» **WHAT YOU ARE ASKED TO DO**
Pull out each line in the records that contains the string "ymax". Case counts.

Coordinate annotation entries

################

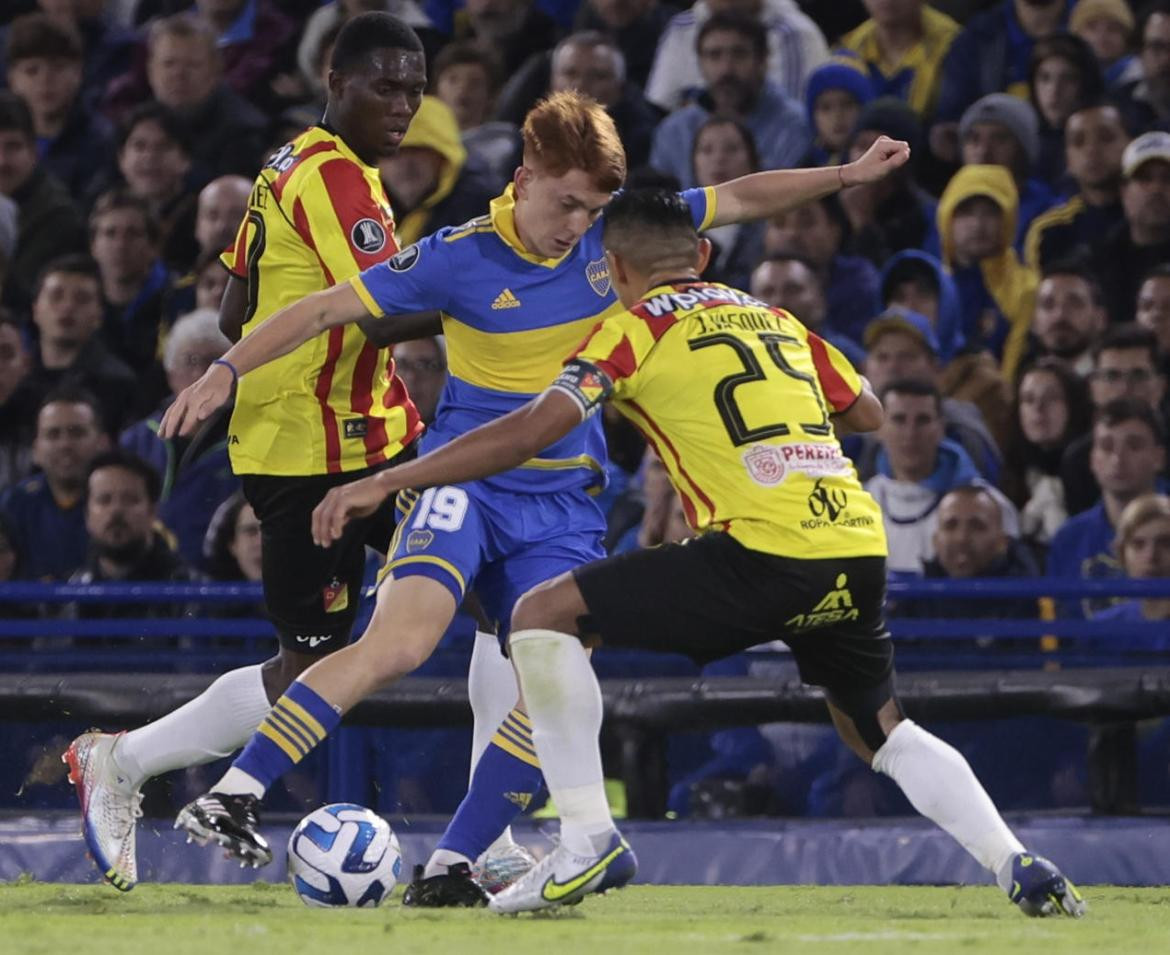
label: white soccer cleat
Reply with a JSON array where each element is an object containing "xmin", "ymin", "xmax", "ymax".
[
  {"xmin": 472, "ymin": 843, "xmax": 536, "ymax": 895},
  {"xmin": 61, "ymin": 730, "xmax": 143, "ymax": 892},
  {"xmin": 488, "ymin": 832, "xmax": 638, "ymax": 915}
]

################

» **RESULT FOR THIS TASK**
Reply with a JSON array where each element is an object containing "xmin", "ymin", "xmax", "ymax".
  {"xmin": 472, "ymin": 843, "xmax": 536, "ymax": 895},
  {"xmin": 61, "ymin": 730, "xmax": 143, "ymax": 892},
  {"xmin": 488, "ymin": 832, "xmax": 638, "ymax": 915}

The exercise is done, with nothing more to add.